INFORMATION GIVEN:

★ ★ ★

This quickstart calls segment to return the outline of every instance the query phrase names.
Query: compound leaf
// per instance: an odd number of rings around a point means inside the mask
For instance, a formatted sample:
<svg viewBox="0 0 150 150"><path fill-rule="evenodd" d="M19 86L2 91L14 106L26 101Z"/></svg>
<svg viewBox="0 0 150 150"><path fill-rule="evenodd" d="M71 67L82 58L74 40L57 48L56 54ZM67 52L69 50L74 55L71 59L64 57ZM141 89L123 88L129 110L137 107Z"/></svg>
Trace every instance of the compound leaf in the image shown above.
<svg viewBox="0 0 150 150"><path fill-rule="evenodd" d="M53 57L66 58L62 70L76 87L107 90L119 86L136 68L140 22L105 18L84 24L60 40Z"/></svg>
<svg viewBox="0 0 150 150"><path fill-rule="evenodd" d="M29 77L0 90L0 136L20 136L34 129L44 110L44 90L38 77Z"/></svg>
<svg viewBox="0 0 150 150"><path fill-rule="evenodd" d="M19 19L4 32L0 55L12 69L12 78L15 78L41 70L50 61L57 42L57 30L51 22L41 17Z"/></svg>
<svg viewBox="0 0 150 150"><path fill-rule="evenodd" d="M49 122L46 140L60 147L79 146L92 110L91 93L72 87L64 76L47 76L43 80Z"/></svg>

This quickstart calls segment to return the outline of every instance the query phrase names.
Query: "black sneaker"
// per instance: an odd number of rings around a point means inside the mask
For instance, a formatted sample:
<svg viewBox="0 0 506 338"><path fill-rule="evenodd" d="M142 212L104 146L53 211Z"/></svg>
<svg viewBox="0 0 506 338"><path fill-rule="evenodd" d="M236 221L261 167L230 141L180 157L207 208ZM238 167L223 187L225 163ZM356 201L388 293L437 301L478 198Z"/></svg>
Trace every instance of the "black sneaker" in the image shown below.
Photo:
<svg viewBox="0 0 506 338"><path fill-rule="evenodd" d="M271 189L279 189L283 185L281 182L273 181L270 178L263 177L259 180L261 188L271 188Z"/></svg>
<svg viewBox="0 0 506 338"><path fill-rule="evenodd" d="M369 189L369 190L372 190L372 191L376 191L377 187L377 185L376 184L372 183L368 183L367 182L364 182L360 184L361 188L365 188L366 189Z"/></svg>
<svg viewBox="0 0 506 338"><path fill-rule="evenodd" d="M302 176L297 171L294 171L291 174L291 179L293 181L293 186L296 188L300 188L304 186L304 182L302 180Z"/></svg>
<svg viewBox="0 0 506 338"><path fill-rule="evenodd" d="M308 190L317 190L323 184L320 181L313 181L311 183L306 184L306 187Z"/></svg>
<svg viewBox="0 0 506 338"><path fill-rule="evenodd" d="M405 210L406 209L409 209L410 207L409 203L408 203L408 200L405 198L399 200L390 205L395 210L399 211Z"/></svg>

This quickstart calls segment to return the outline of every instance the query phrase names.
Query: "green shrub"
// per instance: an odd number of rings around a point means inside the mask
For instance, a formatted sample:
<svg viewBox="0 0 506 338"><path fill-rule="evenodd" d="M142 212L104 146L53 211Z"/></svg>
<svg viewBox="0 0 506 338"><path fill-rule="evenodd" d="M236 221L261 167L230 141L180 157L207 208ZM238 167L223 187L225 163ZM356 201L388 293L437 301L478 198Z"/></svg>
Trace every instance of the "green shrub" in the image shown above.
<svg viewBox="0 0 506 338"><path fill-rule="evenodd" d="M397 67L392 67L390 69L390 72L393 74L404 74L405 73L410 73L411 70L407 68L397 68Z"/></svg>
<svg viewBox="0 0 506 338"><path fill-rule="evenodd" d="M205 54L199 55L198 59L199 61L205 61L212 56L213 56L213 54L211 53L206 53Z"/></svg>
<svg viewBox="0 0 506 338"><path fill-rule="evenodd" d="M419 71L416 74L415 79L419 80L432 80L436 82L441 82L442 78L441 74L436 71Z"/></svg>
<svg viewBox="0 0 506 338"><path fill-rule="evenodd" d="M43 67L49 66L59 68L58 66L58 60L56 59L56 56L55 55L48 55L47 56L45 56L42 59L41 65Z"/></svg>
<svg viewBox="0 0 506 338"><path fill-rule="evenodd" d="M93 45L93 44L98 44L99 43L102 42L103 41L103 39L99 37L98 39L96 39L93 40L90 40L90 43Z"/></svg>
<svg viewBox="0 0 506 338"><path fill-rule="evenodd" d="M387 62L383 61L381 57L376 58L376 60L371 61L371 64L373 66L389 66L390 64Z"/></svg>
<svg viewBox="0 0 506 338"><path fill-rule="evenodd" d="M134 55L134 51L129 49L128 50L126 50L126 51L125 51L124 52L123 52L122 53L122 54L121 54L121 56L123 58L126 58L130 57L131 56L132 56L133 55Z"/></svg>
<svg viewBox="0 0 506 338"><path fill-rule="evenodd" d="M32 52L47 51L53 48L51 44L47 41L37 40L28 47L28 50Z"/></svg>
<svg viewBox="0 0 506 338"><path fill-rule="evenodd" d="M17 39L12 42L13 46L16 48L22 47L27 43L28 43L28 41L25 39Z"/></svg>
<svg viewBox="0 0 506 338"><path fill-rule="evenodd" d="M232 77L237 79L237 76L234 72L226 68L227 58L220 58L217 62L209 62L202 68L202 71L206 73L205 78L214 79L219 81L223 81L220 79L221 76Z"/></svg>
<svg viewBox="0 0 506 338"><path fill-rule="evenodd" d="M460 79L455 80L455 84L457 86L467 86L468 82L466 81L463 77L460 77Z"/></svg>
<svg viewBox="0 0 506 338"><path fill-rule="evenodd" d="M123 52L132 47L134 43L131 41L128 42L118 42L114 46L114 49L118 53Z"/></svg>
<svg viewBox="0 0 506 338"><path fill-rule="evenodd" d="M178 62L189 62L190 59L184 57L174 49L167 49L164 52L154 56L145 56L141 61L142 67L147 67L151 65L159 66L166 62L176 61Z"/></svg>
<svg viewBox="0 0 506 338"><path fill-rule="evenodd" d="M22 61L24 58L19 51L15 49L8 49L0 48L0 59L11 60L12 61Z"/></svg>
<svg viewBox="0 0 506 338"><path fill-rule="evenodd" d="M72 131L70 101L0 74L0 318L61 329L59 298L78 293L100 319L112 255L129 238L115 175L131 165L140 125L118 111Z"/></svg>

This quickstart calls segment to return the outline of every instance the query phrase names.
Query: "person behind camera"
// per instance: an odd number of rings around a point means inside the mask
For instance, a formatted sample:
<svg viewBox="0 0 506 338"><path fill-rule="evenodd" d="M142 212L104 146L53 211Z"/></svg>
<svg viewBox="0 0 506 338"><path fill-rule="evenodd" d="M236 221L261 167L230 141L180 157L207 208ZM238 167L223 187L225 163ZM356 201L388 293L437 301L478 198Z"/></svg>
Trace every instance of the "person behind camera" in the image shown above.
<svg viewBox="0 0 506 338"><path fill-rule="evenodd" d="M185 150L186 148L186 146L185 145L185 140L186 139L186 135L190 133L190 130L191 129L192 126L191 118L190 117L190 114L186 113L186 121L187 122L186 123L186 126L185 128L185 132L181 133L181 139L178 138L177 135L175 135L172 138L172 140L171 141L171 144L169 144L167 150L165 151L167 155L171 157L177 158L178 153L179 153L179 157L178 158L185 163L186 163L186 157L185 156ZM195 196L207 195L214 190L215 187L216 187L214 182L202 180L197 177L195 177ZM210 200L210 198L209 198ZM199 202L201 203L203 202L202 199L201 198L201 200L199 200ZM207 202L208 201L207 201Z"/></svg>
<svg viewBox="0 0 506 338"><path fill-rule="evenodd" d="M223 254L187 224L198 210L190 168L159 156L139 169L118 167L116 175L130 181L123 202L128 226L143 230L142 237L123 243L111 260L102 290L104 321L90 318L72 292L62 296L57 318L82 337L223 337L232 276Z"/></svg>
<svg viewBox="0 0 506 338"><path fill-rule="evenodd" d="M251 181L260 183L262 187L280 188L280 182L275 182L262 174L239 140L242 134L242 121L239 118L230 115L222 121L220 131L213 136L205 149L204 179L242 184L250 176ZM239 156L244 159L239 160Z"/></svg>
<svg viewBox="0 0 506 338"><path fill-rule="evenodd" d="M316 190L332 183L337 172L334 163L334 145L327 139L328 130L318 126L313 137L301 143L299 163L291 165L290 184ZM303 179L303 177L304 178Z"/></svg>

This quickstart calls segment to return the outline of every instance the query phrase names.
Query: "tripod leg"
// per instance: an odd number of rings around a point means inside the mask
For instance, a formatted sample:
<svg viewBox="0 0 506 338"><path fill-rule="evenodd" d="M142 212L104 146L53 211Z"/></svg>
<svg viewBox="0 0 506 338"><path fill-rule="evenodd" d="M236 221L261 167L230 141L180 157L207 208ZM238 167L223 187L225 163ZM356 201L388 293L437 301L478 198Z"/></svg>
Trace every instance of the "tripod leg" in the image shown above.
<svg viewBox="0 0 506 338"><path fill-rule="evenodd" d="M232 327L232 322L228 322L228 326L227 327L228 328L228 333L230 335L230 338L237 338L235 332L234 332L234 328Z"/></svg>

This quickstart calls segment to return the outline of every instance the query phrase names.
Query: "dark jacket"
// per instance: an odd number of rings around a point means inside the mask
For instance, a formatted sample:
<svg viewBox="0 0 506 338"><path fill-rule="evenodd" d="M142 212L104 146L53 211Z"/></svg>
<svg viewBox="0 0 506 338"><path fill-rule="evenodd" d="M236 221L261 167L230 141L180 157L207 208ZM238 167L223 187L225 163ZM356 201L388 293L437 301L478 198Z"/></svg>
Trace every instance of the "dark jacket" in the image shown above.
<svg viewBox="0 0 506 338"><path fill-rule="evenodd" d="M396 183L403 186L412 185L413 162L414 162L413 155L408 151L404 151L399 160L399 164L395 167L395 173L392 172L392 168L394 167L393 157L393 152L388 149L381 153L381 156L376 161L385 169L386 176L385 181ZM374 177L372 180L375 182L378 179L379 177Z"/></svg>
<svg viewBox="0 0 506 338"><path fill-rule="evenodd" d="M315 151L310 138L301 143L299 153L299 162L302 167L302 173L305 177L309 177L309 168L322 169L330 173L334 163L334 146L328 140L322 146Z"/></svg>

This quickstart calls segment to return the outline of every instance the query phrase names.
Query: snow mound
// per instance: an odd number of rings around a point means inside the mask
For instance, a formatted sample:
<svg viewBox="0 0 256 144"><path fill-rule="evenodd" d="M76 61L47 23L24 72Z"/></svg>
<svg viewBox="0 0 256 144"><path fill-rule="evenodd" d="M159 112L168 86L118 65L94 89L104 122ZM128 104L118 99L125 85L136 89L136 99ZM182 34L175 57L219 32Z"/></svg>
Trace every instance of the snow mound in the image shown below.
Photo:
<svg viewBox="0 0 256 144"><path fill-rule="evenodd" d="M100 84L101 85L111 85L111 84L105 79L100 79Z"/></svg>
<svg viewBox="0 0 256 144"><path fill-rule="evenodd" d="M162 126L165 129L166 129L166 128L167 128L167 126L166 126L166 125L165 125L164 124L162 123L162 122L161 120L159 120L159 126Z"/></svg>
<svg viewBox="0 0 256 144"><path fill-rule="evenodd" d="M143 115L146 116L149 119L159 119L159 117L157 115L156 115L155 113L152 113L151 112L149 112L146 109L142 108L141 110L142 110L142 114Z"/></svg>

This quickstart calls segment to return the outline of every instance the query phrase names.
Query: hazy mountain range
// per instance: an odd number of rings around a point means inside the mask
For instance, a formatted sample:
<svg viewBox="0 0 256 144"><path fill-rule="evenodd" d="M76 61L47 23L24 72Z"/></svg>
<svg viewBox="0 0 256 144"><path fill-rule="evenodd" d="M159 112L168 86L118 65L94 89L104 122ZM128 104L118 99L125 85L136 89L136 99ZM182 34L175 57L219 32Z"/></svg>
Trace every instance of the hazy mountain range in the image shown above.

★ ★ ★

EXERCISE DETAILS: Output the lines from the first one up to and including the line with "19L4 32L0 55L12" as a Markdown table with the columns Row and Line, numbering each row and omitting blank lines.

PROBLEM SOLUTION:
| Row | Line |
|---|---|
| 1 | This quickstart calls segment to return the outline of every instance the query phrase names. |
| 2 | Query: compound leaf |
| 3 | // per instance: an odd number of rings around a point means inside the mask |
| 4 | For instance, a formatted sample: |
| 5 | <svg viewBox="0 0 150 150"><path fill-rule="evenodd" d="M19 86L2 91L14 106L26 101Z"/></svg> |
| 6 | <svg viewBox="0 0 150 150"><path fill-rule="evenodd" d="M71 67L82 58L74 40L57 48L56 54ZM67 52L69 50L74 55L71 59L64 57ZM141 89L123 88L129 110L137 107Z"/></svg> |
| 7 | Trace every instance of the compound leaf in the image shown above. |
| 8 | <svg viewBox="0 0 150 150"><path fill-rule="evenodd" d="M53 57L66 58L62 70L76 87L107 90L119 86L136 68L140 22L105 18L84 24L60 40Z"/></svg> |
| 9 | <svg viewBox="0 0 150 150"><path fill-rule="evenodd" d="M29 77L0 90L0 136L20 136L34 129L44 110L44 90L38 77Z"/></svg> |
| 10 | <svg viewBox="0 0 150 150"><path fill-rule="evenodd" d="M19 19L4 32L0 55L12 69L12 78L15 78L41 70L50 61L57 42L57 30L51 22L41 17Z"/></svg> |